**Passage for review:**
Hagerstown’s ongoing bicycle-friendly efforts and deep-rooted commitment to safe cycling has earned the Hub City national recognition from the League of American Bicyclists (LAB) as a bronze-designated “Bicycle-Friendly Community” four consecutive years. This achievement, in combination with the scenic road-ways and bike routes, have made Hagerstown and the Washington County area well-known bicycling meccas, drawing recreational and racing cyclists from near and far. The LAB has accepted 700-plus applications for designation since 2002, and currently there are only 326 “bicycle friendly communities” that have earned LAB gold, silver, or bronze designations in the U.S.
“Bikes are the sole means of transportation for many residents, and a recreational activity growing in popularity,” Hagerstown City Engineer Rodney Tissue states. “The paths, loops, and bike lanes within the city are designed so bicyclists can travel safely. We are continuing efforts to develop ways to integrate bicycles into our existing infrastructure and improve bike riding safety. Our goal is to provide safe travel for all.”
Hagerstown’s four-time bicycle-friendly community designation is a direct result of the combined efforts of Hagerstown’s Bicycle Advisory Committee (BAC) formed in June 2010, and the city. The BAC made pivotal contributions to Hagerstown’s initial Bicycle Master Plan (BMP) that year with the city, emphasizing construction of a comprehensive network of bike lanes and routes. The BMP was updated and revised in 2016 through a joint effort of the city and the Hagerstown/Eastern Panhandle Metropolitan Planning Organization. “We also obtained vital community input through a public survey and open meeting,” explains Rodney.
The city’s bike lanes or shared bike routes are designated with bike signs and/or pavement markings. Prior to January 2011, there were 18.3 miles of all types of designated bike use paths. Today, 54.3 miles of designated bike use paths exist, a 66 percent increase in cycling-safe routes within a seven-year period. Additionally, there are 24 bike rack locations conveniently integrated throughout established city bike routes, and a new fourth edition of the Hagerstown Bicycle Map was released March 2018.

**Given entries:**
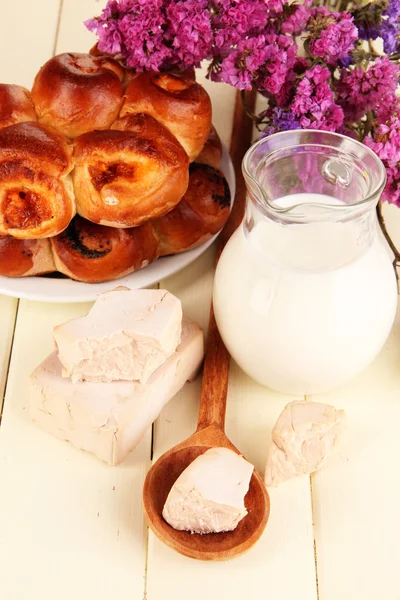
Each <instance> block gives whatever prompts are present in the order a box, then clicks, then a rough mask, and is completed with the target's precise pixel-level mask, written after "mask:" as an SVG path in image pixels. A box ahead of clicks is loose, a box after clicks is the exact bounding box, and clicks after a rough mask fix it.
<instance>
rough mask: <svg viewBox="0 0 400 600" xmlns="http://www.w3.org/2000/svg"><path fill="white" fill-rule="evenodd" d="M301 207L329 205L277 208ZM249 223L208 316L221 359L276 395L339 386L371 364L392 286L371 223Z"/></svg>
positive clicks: (265, 221) (389, 318)
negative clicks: (224, 356) (283, 224)
mask: <svg viewBox="0 0 400 600" xmlns="http://www.w3.org/2000/svg"><path fill="white" fill-rule="evenodd" d="M289 201H290V204H288V203H289ZM304 202H322V203H324V204H326V203H327V202H329V203H330V204H332V198H329V199H328V198H327V197H324V196H317V195H316V194H313V195H312V198H311V196H310V195H305V194H299V195H297V197H295V196H290V199H287V198H283V199H281V200H280V201H276V203H277V204H279V205H282V206H285V205H286V206H287V205H293V204H296V203H304ZM337 203H338V204H339V201H337ZM306 209H307V207H305V210H306ZM256 221H258V222H256V224H255V226H254V227H253V229H252V230H251V231H250V232H247V233H246V234H245V232H244V229H243V227H239V229H238V230H237V231H236V232H235V234H234V235H233V236H232V238H231V240H230V241H229V243H228V244H227V246H226V248H225V250H224V252H223V254H222V256H221V258H220V261H219V264H218V267H217V271H216V276H215V285H214V311H215V316H216V320H217V324H218V327H219V330H220V332H221V335H222V337H223V340H224V342H225V344H226V346H227V348H228V350H229V351H230V353H231V355H232V356H233V358H234V359H235V360H236V362H237V363H238V364H239V366H241V367H242V368H243V370H244V371H246V372H247V373H248V374H249V375H250V376H251V377H252V378H253V379H255V380H256V381H258V382H260V383H262V384H264V385H267V386H269V387H271V388H273V389H276V390H278V391H281V392H284V393H292V394H305V393H308V394H310V393H320V392H325V391H328V390H330V389H332V388H334V387H336V386H339V385H341V384H342V383H344V382H345V381H346V380H348V379H350V378H352V377H354V376H355V375H357V374H358V373H359V372H361V371H362V370H363V369H364V368H365V367H367V365H369V364H370V363H371V362H372V361H373V360H374V358H375V357H376V356H377V354H378V353H379V351H380V350H381V348H382V346H383V344H384V343H385V341H386V339H387V337H388V335H389V333H390V330H391V327H392V325H393V320H394V316H395V311H396V305H397V286H396V279H395V275H394V271H393V268H392V265H391V258H390V256H389V254H388V251H387V248H386V247H385V246H384V245H383V244H382V241H381V239H380V237H379V236H378V234H377V229H376V225H375V223H373V226H372V227H371V226H368V227H366V226H365V225H364V227H363V226H362V224H361V223H360V221H359V220H353V221H351V222H347V223H338V222H329V223H312V224H307V225H302V224H301V225H289V226H285V227H283V226H281V225H279V224H277V223H274V222H272V221H270V220H267V219H266V218H265V217H263V218H262V219H257V218H256Z"/></svg>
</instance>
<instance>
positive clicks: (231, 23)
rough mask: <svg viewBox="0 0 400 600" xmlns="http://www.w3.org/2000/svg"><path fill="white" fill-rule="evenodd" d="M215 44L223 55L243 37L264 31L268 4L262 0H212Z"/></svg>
mask: <svg viewBox="0 0 400 600" xmlns="http://www.w3.org/2000/svg"><path fill="white" fill-rule="evenodd" d="M212 6H213V8H214V14H213V16H212V27H213V30H214V33H215V39H214V41H215V46H216V49H217V50H218V52H219V53H220V54H221V56H225V55H226V54H227V52H229V50H231V49H232V46H235V45H236V44H238V43H239V42H240V40H242V39H244V38H245V37H248V36H250V37H253V36H255V35H258V34H260V33H264V30H265V27H266V24H267V19H268V17H269V15H268V6H267V4H266V3H265V1H264V0H240V1H239V2H238V1H237V0H213V1H212Z"/></svg>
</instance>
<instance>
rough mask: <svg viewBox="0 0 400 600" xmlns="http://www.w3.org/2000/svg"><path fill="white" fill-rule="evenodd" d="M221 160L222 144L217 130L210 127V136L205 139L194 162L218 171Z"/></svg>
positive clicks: (220, 165) (221, 157)
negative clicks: (195, 161) (201, 147)
mask: <svg viewBox="0 0 400 600" xmlns="http://www.w3.org/2000/svg"><path fill="white" fill-rule="evenodd" d="M221 158H222V143H221V140H220V138H219V135H218V133H217V130H216V129H215V127H214V126H213V125H212V126H211V130H210V135H209V136H208V138H207V141H206V143H205V144H204V146H203V148H202V150H201V152H200V154H199V155H198V157H197V158H196V162H198V163H202V164H204V165H209V166H210V167H214V169H219V168H220V166H221Z"/></svg>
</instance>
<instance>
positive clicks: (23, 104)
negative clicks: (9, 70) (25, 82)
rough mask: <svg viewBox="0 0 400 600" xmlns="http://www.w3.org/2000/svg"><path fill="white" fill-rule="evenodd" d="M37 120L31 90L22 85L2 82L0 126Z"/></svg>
mask: <svg viewBox="0 0 400 600" xmlns="http://www.w3.org/2000/svg"><path fill="white" fill-rule="evenodd" d="M22 121H37V116H36V113H35V109H34V107H33V103H32V98H31V94H30V92H28V90H26V89H25V88H23V87H21V86H20V85H11V84H7V83H0V127H8V126H9V125H13V124H14V123H20V122H22Z"/></svg>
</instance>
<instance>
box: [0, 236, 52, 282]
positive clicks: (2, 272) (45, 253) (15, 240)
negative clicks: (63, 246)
mask: <svg viewBox="0 0 400 600" xmlns="http://www.w3.org/2000/svg"><path fill="white" fill-rule="evenodd" d="M52 271H55V265H54V260H53V254H52V251H51V247H50V242H49V240H47V239H43V240H17V239H16V238H13V237H11V236H9V235H7V236H1V237H0V275H3V276H4V275H5V276H6V277H28V276H29V275H43V274H44V273H51V272H52Z"/></svg>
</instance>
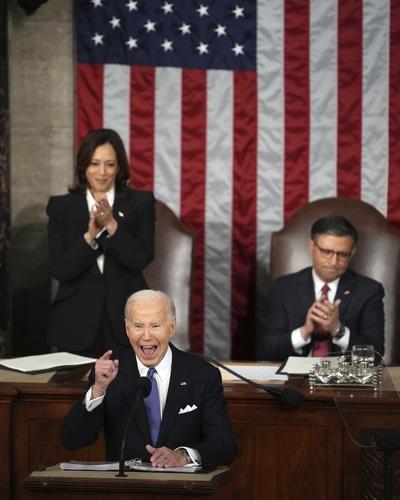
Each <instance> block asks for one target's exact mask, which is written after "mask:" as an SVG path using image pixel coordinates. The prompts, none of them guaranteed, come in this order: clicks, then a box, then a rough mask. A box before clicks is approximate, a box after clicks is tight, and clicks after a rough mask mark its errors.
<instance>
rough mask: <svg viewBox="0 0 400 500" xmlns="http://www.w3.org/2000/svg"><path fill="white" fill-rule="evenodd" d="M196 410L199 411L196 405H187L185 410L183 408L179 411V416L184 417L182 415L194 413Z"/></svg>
mask: <svg viewBox="0 0 400 500" xmlns="http://www.w3.org/2000/svg"><path fill="white" fill-rule="evenodd" d="M194 410H197V406H196V405H192V406H190V405H186V406H185V408H181V409H180V410H179V415H182V413H189V412H191V411H194Z"/></svg>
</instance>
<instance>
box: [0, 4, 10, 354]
mask: <svg viewBox="0 0 400 500" xmlns="http://www.w3.org/2000/svg"><path fill="white" fill-rule="evenodd" d="M7 68H8V64H7V0H0V355H3V354H7V353H8V352H9V350H10V344H11V342H10V336H11V320H10V318H11V301H10V280H9V256H10V169H9V165H10V162H9V152H10V147H9V112H8V110H9V107H8V85H7V80H8V71H7Z"/></svg>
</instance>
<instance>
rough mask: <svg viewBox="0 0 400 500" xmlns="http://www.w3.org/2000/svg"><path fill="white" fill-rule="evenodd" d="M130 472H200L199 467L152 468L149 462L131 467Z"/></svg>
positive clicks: (191, 464) (197, 466)
mask: <svg viewBox="0 0 400 500" xmlns="http://www.w3.org/2000/svg"><path fill="white" fill-rule="evenodd" d="M129 468H130V469H131V470H138V471H146V472H196V471H197V470H200V469H201V468H202V467H201V465H195V464H186V465H183V466H182V467H153V466H152V465H151V463H150V462H143V463H142V464H138V465H131V466H130V467H129Z"/></svg>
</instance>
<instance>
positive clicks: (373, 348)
mask: <svg viewBox="0 0 400 500" xmlns="http://www.w3.org/2000/svg"><path fill="white" fill-rule="evenodd" d="M351 363H352V364H353V365H357V364H363V365H366V366H368V367H370V368H371V367H373V366H374V364H375V351H374V347H373V346H372V345H367V344H359V345H353V347H352V348H351Z"/></svg>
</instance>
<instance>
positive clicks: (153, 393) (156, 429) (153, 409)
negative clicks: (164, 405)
mask: <svg viewBox="0 0 400 500" xmlns="http://www.w3.org/2000/svg"><path fill="white" fill-rule="evenodd" d="M155 373H156V369H155V368H149V371H148V372H147V376H148V378H149V379H150V382H151V391H150V394H149V395H148V396H147V398H144V404H145V407H146V411H147V419H148V421H149V426H150V435H151V440H152V443H153V446H155V445H156V443H157V439H158V433H159V431H160V424H161V412H160V395H159V394H158V387H157V381H156V379H155V378H154V374H155Z"/></svg>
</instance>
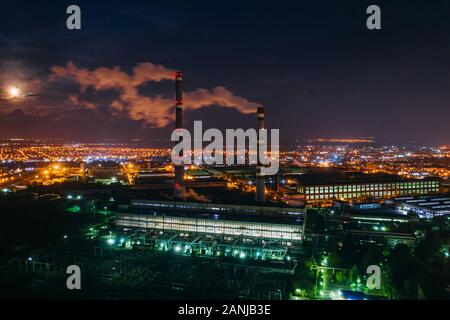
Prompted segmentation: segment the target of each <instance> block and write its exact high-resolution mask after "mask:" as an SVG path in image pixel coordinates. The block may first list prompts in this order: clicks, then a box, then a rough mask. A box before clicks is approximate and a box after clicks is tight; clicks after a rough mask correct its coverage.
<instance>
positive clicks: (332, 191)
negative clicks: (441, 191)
mask: <svg viewBox="0 0 450 320" xmlns="http://www.w3.org/2000/svg"><path fill="white" fill-rule="evenodd" d="M437 187H439V183H438V182H437V181H420V182H404V183H403V182H402V183H381V184H380V183H378V184H357V185H340V186H318V187H306V188H305V194H320V193H333V192H334V193H337V192H354V191H381V190H404V189H422V188H437Z"/></svg>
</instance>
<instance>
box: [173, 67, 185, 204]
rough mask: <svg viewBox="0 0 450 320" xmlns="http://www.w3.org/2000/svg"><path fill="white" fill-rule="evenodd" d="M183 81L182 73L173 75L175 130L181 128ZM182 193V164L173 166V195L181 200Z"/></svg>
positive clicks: (176, 72)
mask: <svg viewBox="0 0 450 320" xmlns="http://www.w3.org/2000/svg"><path fill="white" fill-rule="evenodd" d="M182 81H183V73H182V72H176V73H175V106H176V115H175V116H176V119H175V129H181V128H183V93H182V89H181V82H182ZM183 193H184V164H179V165H175V183H174V190H173V195H174V197H175V198H181V197H182V195H183Z"/></svg>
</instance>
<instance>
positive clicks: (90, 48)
mask: <svg viewBox="0 0 450 320" xmlns="http://www.w3.org/2000/svg"><path fill="white" fill-rule="evenodd" d="M69 4H70V3H68V2H67V3H66V2H60V3H58V4H54V3H52V4H51V5H45V4H44V3H42V2H41V3H39V4H36V3H33V2H31V1H30V3H29V4H26V5H25V6H23V4H22V3H21V5H19V4H15V3H8V4H4V5H3V8H2V12H1V13H0V47H1V48H2V50H1V51H0V60H1V62H0V89H1V91H2V94H1V95H0V135H1V136H2V137H4V138H61V139H71V140H74V141H77V140H79V141H86V140H87V141H106V140H111V141H125V140H132V139H139V140H142V141H144V142H146V143H148V144H150V145H152V144H155V146H160V145H164V144H167V145H170V141H169V139H170V132H171V130H172V129H173V127H174V123H173V121H172V119H173V108H174V102H173V95H172V91H173V81H172V80H171V78H172V72H174V71H175V70H182V71H183V72H184V74H185V77H184V78H185V80H184V83H185V88H184V91H185V97H186V98H185V100H186V112H185V113H186V118H185V122H186V126H187V127H188V128H189V127H191V126H192V124H193V121H194V120H202V121H203V123H204V124H205V126H207V127H215V128H219V129H225V128H249V127H255V126H256V121H255V114H254V112H255V111H256V107H257V106H264V107H265V110H266V125H267V127H268V128H279V129H280V139H281V141H280V142H281V144H282V145H295V144H297V143H300V142H302V141H304V140H306V139H317V138H329V139H331V138H334V139H343V138H374V139H375V140H376V142H379V143H386V144H399V145H402V144H410V143H416V144H419V145H426V146H433V145H434V146H439V145H448V144H450V127H449V126H448V123H450V112H449V110H448V108H449V104H450V90H448V88H449V85H450V77H448V75H449V74H450V60H449V59H448V56H449V53H450V43H449V41H448V35H449V34H450V24H448V12H450V4H449V2H448V1H435V2H434V3H433V5H430V4H427V3H426V2H423V1H408V2H398V3H390V2H389V1H378V2H377V4H378V5H379V6H380V7H381V12H382V29H381V30H373V31H370V30H367V28H366V25H365V21H366V18H367V14H366V13H365V11H366V8H367V6H368V5H370V4H372V2H369V1H348V2H346V3H345V4H339V3H335V2H332V1H318V2H316V3H315V4H311V3H302V2H301V1H300V2H299V1H295V2H294V1H282V2H281V3H277V4H274V3H272V2H266V1H246V2H245V3H242V2H239V1H228V2H226V3H216V4H214V6H212V5H208V2H206V1H197V2H186V1H171V2H170V3H168V2H166V1H155V2H144V1H132V2H129V3H128V2H127V3H126V4H118V3H114V4H111V3H107V2H96V3H95V4H94V3H92V2H86V1H79V2H78V3H77V4H78V5H79V6H80V7H81V10H82V30H80V31H68V30H67V29H66V27H65V20H66V18H67V14H66V13H65V10H66V8H67V6H68V5H69Z"/></svg>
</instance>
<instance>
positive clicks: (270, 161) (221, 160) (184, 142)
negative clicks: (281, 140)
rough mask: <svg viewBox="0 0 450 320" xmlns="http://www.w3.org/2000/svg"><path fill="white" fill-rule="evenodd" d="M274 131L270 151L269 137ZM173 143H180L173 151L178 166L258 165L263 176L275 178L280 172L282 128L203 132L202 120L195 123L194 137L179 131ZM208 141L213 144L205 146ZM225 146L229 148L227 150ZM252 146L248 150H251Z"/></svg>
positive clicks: (172, 157) (176, 145) (211, 128)
mask: <svg viewBox="0 0 450 320" xmlns="http://www.w3.org/2000/svg"><path fill="white" fill-rule="evenodd" d="M269 131H270V149H268V140H269V139H268V138H269V137H268V135H269ZM171 140H172V141H174V142H178V143H177V144H176V145H175V146H174V148H173V149H172V152H171V158H172V162H173V163H174V164H175V165H190V164H193V163H194V164H196V165H201V164H206V165H223V164H226V165H235V164H238V165H245V164H249V165H258V166H259V167H260V170H261V174H262V175H274V174H277V173H278V169H279V164H280V161H279V153H280V143H279V141H280V134H279V129H270V130H267V129H258V130H256V129H253V128H250V129H247V130H246V131H244V130H243V129H226V131H225V139H224V136H223V133H222V131H220V130H219V129H215V128H211V129H208V130H206V131H205V132H203V125H202V121H194V135H193V136H192V135H191V133H190V132H189V130H187V129H175V130H174V131H173V132H172V135H171ZM204 142H209V144H208V145H207V146H205V147H203V143H204ZM224 146H225V149H224ZM247 146H248V148H247Z"/></svg>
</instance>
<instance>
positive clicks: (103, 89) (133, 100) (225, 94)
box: [50, 62, 260, 128]
mask: <svg viewBox="0 0 450 320" xmlns="http://www.w3.org/2000/svg"><path fill="white" fill-rule="evenodd" d="M51 71H52V73H51V75H50V80H51V81H56V80H57V79H59V78H69V79H73V80H75V81H76V82H77V83H78V84H79V85H80V90H81V93H85V92H86V90H87V89H88V88H93V89H95V90H96V91H103V90H116V91H118V92H119V96H118V98H117V99H115V100H114V101H113V102H112V103H111V105H110V110H111V112H112V113H113V114H126V115H127V116H128V117H130V118H131V119H133V120H138V121H143V122H144V123H146V125H147V126H149V127H159V128H161V127H165V126H167V125H168V124H169V123H170V122H171V121H173V118H174V112H173V109H174V108H173V106H174V100H173V99H171V98H167V97H163V96H161V95H158V96H155V97H149V96H143V95H141V94H140V93H139V87H140V86H142V85H144V84H146V83H148V82H160V81H164V80H173V78H174V72H175V71H174V70H171V69H168V68H166V67H164V66H162V65H156V64H152V63H149V62H145V63H139V64H137V65H136V66H135V67H134V68H133V70H132V72H131V73H130V74H129V73H127V72H125V71H123V70H122V69H121V68H120V67H118V66H116V67H112V68H107V67H100V68H97V69H95V70H88V69H83V68H78V67H77V66H76V65H75V64H74V63H73V62H68V63H67V65H66V66H53V67H52V69H51ZM183 98H184V101H183V102H184V108H185V110H194V109H199V108H203V107H208V106H212V105H218V106H221V107H228V108H235V109H237V110H238V111H240V112H242V113H252V112H255V110H256V108H257V107H258V106H260V105H259V104H257V103H254V102H251V101H249V100H247V99H245V98H242V97H238V96H235V95H234V94H233V93H232V92H230V91H229V90H227V89H226V88H224V87H216V88H213V89H196V90H194V91H192V92H186V93H184V96H183ZM68 101H70V102H71V103H79V104H80V105H82V106H84V107H86V108H88V109H95V104H94V103H92V102H89V101H85V100H84V101H82V100H81V99H80V98H79V96H78V95H72V96H69V98H68Z"/></svg>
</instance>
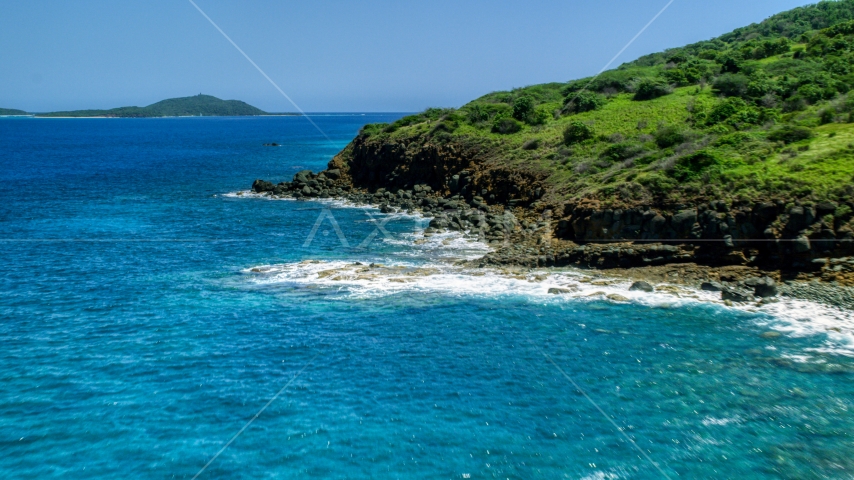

**Things to do:**
A – From the Hagerstown cycling passage above, return the text that begins at the words "Hagerstown’s ongoing bicycle-friendly" and stops after the words "in the U.S.".
B – Answer these questions using the Hagerstown cycling passage above:
(i) In what month and year was the Bicycle Advisory Committee formed?
(ii) How many bike rack locations are there along the city's bike routes?
(iii) Which organization gave Hagerstown its bronze "Bicycle-Friendly Community" designation?
C – Translate this sentence from the Hagerstown cycling passage into Spanish: "The city’s bike lanes or shared bike routes are designated with bike signs and/or pavement markings."

**Answers to the tasks:**
A –
Hagerstown’s ongoing bicycle-friendly efforts and deep-rooted commitment to safe cycling has earned the Hub City national recognition from the League of American Bicyclists (LAB) as a bronze-designated “Bicycle-Friendly Community” four consecutive years. This achievement, in combination with the scenic road-ways and bike routes, have made Hagerstown and the Washington County area well-known bicycling meccas, drawing recreational and racing cyclists from near and far. The LAB has accepted 700-plus applications for designation since 2002, and currently there are only 326 “bicycle friendly communities” that have earned LAB gold, silver, or bronze designations in the U.S.

B –
(i) June 2010
(ii) 24
(iii) The League of American Bicyclists (LAB)

C – Los carriles para bicicletas o las rutas compartidas para bicicletas de la ciudad están señalizados con letreros de bicicletas y/o marcas en el pavimento.